— Start DATA EXCERPTS —

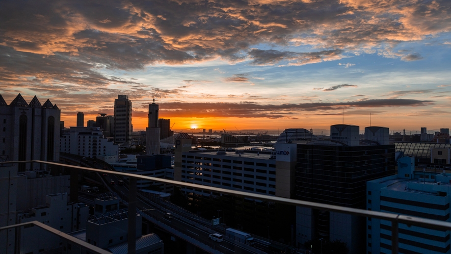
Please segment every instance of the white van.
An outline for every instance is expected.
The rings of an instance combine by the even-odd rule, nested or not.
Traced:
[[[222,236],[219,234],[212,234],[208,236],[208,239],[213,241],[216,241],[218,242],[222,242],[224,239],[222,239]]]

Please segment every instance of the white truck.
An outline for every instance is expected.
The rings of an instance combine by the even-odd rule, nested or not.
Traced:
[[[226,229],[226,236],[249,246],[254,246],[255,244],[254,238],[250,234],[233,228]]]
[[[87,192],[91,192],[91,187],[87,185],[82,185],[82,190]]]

— End DATA EXCERPTS —
— Start DATA EXCERPTS —

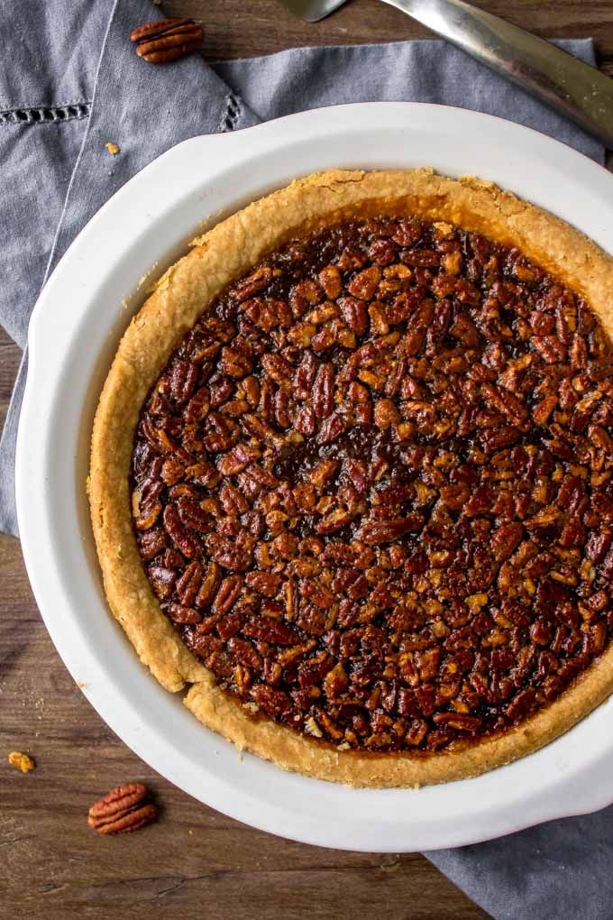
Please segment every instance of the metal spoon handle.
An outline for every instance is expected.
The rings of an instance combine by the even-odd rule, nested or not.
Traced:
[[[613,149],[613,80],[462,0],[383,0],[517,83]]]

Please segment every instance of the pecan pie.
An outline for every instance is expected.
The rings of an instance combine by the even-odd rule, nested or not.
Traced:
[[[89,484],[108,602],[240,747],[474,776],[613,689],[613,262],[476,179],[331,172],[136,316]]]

— End DATA EXCERPTS —
— Start DATA EXCERPTS —

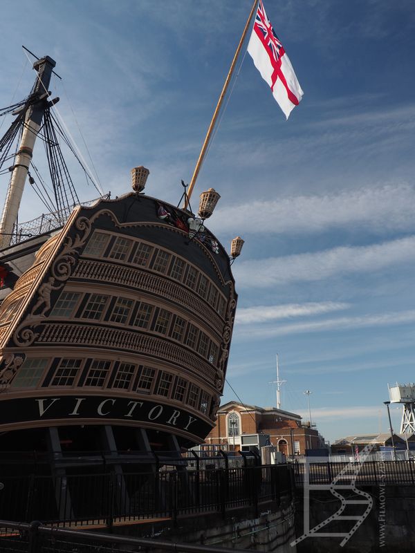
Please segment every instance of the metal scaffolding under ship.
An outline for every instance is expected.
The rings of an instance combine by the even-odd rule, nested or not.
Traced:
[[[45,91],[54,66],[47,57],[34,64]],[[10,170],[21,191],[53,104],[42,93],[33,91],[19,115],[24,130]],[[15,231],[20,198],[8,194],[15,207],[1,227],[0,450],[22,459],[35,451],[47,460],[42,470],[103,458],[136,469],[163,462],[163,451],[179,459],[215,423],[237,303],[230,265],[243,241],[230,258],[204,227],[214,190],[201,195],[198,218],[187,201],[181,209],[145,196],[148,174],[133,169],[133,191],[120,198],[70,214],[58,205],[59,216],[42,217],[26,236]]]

— End DATA EXCERPTS —

PROBLEM TO WORK ON
How many lines in the entries above contain the string "segment"? Case counts; reply with the number alone.

PROBLEM SOLUTION
5